▸ Source text
## START

# PFS 2000th post Giveaway



## AZ Stinger (Aug 30, 2012)

Hey guys, I just realized my posts are approaching 2000 so here`s the deal, when I hit 2000 I`m gonna giveaway one of my PFS in a drawing, if your interested let me know in this post and when I hit 2000 I`ll draw a winner...good luck


----------



## e~shot (Jun 3, 2010)

I' m IN


----------



## Aussie Allan In Thailand (Jan 28, 2013)

Hey Congrats, On nearing the 2000 mark.

Count me in please for the draw; although pity it not first in, best dressed, to win; dam.

Cheers Aussie Allan In Thailand


----------



## Aussie Allan In Thailand (Jan 28, 2013)

Piped at the post by seconds for the first reply.


----------



## ash (Apr 23, 2013)

I'm all up in your giveaway.

Congrats on your bimillenial contribution to this community


----------



## stej (Jan 16, 2013)

Count me in, please!


----------



## Arturito (Jan 10, 2013)

I am in ... thank you very much

Cheers

Arturo


----------



## jazz (May 15, 2012)

congratulations!

I will be honoured to be in!


----------



## PorkChopSling (Jan 17, 2013)

I am in, and congratulations!!


----------



## GHT (Jan 22, 2013)

congrats on reaching 2000 posts, count me in too please.


----------



## Viper010 (Apr 21, 2012)

congrats on makin 2grand bro! count me in too plz


----------



## kobe23 (Jun 28, 2010)

count me innn =D


----------



## FWV2 (Mar 10, 2013)

I'm in! need one of yourPFS for my collection

Fwv2


----------



## primitive power slingshot (Apr 5, 2013)

I'M IN THANKS


----------



## SlingDaddy (Sep 24, 2012)

Hi AZ. Congrats on nearing the 2000 mark! I wonder - how many of those are in the word association game thread? 

Anyhow, I'm in!


----------



## The Warrior (Jan 30, 2012)

I'm in. Thanks, appreciate the opportunity.


----------



## tradspirit (Jul 23, 2012)

I'm in and congrats on approaching your 2000th post!


----------



## BCLuxor (Aug 24, 2010)

Hey I'd love to be in Ray and gosh you post fast!


----------



## AaronMB (May 1, 2013)

Congrat's on your 2000 posts!

I look forward to when my knowledge base is sufficient enough that I can positively contribute here.


----------



## dgui (Jan 12, 2010)

*Now that's a Real Gift. *


----------



## Btoon84 (Nov 22, 2011)

Awesome AZ! Congrats on 2k  IM IN!


----------



## Mister Magpie (Apr 10, 2013)

congrats on upcoming 2000!

I would love to receive one of your beauties, so count me in too.

Darren


----------



## Mr.Teh (Feb 28, 2012)

I'm in too, Thank you for this Giveaway :thumbsup:


----------



## rockslinger (Nov 16, 2010)

I'm in.


----------



## SuperMonkeySlinger (Jan 28, 2013)

Im in AZ Stinger!! Your a very kind guy.

SMS


----------



## AlmightyOx (Mar 4, 2013)

## END

▸ Records shown
## START

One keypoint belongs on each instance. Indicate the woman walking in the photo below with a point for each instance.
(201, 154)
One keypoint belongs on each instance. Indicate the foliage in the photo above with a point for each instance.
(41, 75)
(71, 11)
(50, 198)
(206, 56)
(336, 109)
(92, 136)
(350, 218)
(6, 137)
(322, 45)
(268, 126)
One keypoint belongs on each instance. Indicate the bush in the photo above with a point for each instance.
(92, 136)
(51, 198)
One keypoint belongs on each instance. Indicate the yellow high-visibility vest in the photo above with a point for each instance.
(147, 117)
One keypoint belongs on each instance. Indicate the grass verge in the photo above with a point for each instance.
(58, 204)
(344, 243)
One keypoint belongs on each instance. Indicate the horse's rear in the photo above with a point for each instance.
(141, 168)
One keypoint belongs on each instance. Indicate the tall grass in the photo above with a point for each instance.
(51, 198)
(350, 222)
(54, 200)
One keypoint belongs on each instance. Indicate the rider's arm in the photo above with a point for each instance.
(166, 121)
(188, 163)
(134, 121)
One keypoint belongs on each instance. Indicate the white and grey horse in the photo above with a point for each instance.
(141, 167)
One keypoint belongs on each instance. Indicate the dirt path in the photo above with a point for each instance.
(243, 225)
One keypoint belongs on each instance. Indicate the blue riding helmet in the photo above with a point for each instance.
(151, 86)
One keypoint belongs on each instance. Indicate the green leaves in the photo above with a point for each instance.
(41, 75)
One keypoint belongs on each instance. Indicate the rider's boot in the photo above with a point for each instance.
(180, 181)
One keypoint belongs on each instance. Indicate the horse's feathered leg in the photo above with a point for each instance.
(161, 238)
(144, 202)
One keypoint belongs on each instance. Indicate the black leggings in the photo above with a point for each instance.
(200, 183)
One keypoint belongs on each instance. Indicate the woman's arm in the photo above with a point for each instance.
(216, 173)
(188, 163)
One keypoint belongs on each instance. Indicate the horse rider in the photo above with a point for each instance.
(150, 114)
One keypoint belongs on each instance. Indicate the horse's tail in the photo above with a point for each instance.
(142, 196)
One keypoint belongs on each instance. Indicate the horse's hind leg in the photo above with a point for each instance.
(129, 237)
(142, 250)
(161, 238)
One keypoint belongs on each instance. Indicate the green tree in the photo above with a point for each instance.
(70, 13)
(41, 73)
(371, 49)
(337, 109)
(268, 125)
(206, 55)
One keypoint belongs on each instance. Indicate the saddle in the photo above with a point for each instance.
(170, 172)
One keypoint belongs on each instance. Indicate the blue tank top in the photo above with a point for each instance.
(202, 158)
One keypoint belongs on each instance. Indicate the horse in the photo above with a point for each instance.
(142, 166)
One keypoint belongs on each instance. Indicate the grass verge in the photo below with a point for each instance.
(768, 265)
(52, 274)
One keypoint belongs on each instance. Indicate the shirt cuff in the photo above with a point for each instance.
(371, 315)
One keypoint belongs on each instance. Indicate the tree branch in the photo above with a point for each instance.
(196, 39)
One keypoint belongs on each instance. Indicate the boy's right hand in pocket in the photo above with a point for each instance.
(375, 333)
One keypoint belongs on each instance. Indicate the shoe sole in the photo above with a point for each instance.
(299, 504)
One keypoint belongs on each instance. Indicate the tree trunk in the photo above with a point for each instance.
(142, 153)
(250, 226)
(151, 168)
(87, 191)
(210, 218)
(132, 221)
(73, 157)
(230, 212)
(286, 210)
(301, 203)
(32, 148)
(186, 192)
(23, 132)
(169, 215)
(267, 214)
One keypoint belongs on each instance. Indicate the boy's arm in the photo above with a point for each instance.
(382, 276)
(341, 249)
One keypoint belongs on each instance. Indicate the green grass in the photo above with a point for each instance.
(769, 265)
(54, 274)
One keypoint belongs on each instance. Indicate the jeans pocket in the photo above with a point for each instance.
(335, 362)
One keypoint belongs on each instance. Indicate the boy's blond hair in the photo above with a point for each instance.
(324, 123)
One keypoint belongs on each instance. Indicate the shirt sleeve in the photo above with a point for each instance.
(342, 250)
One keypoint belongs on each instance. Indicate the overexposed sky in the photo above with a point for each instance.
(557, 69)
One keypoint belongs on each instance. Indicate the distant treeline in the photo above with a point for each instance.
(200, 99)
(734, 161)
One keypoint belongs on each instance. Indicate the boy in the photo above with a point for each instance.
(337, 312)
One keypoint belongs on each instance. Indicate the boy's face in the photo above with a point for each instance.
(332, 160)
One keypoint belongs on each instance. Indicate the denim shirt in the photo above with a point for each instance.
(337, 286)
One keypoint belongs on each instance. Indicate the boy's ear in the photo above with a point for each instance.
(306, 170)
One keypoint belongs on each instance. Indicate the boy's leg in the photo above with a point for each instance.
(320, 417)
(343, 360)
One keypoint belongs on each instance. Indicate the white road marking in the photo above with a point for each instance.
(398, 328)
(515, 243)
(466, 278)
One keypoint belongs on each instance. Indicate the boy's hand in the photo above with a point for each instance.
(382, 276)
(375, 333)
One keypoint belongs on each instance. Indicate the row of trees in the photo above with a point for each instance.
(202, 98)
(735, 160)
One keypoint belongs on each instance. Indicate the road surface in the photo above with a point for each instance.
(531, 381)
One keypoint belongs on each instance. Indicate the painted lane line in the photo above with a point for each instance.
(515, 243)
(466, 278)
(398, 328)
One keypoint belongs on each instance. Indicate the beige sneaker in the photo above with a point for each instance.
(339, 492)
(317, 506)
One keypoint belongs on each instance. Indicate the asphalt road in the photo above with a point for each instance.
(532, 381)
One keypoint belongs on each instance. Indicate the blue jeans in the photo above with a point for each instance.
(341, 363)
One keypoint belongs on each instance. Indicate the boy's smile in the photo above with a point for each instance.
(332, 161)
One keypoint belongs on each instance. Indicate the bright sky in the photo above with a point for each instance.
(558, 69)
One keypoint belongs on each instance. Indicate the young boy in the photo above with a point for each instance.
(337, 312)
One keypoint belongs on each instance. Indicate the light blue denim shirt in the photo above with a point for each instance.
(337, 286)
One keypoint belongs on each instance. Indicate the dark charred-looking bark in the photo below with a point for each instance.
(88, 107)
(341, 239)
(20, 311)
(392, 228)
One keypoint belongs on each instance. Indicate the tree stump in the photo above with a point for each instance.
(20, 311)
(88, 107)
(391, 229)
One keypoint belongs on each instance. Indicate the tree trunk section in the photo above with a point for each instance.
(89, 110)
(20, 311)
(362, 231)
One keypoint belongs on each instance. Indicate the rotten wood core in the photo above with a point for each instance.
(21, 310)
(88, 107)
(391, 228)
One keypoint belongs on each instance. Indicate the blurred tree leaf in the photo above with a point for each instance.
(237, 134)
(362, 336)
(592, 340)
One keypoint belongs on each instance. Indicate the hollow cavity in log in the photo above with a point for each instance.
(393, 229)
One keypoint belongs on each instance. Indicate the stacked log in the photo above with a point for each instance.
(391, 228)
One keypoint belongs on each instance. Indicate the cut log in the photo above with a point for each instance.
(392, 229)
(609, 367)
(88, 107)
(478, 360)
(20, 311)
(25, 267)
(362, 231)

## END

▸ Exercise instructions
Please extend the 2000th-post giveaway thread from the point where it stops. The records are separate from the 2000th-post giveaway thread.

▸ Exercise answer
Count me it buddy. Congratz on your upcoming 2000th post


----------



## beaverman (Dec 20, 2012)

cangrats. im in.


----------



## Harpman (Feb 27, 2013)

I'm in thanks


----------



## slingshothunter135 (May 3, 2013)

I am interested in this give away I love pickle forks


----------



## mrpaint (May 16, 2012)

Im in! I can't believe you are at almost 2k already, I remember when you joined here and I was at like 250.


----------



## jhinaz (Jan 16, 2013)

Count me in please. - John


----------



## Charles (Aug 26, 2010)

Don't put me in for the draw, but I do want to send congratulations on your 2000.

Cheers .... Charles


----------



## AZ Stinger (Aug 30, 2012)

Thanks Charles, way too much time here, lol


----------



## Imperial (Feb 9, 2011)

im in, but only because i never win these giveaways. so congrats to your upcoming 2K and congrats to the future winner.


----------



## melvin (Jan 11, 2011)

I'm in,beginning to really like those PFS.

Melvin


----------



## HerecomestheBOOM (May 9, 2013)

If you don't mind newbies then I'd love to be in too!

Thanks for doing this either way, just 47 more to go


----------



## tomshot123 (Mar 31, 2012)

Congratulations! I would love to be part of your giveaway  count me in!

cheers, Tom


----------



## flipgun (Nov 14, 2012)

Hrawk ain't Never gonna catch you!. Put me in please.


----------



## AZ Stinger (Aug 30, 2012)

you got it Bud...


----------



## bigron (Nov 29, 2012)

congrats az put me in


----------



## mr. green (Nov 3, 2012)

I'M IN........thanks for the offer.


----------



## tnflipper52 (Jan 26, 2012)

What a great prize for a giveaway. Heck yeah I'm in, and thanks for the opportunity.


----------



## Catapultkraig (Mar 5, 2013)

I'm in thanks


----------



## Arkemedes (May 1, 2013)

Im in. And congrats on 2000!!!


----------



## treefork (Feb 1, 2010)

I'm in!


----------



## BuBsMuBollock (Mar 20, 2012)

I'm in .. And Trying to up my posts hate to think how long it will take to hit 2000 good job


----------



## kep135 (Feb 13, 2013)

Congrats on nearing 2000 posts! Wow. I think this is my 50th haha.
Count me in, and thanks for the opportunity.


----------



## curmudgeon (Jun 11, 2011)

I'm in.


----------



## JLS:Survival (Dec 8, 2011)

I'm in


----------



## Hrawk (Oct 25, 2010)

flipgun said:


> Hrawk ain't Never gonna catch you!. Put me in please.


Lol 

Congrats on the milestone. And kudos for the generosity.


----------



## NicklePanda (Feb 17, 2013)

Another act of generosity so glad to be a part of this forum. I don't even know how I got started. Hahah. But I'm in. Thanks for the opportunity. -Leo


----------



## flipgun (Nov 14, 2012)

Hrawk said:


> flipgun said:
> 
> 
> > Hrawk ain't Never gonna catch you!. Put me in please.
> ...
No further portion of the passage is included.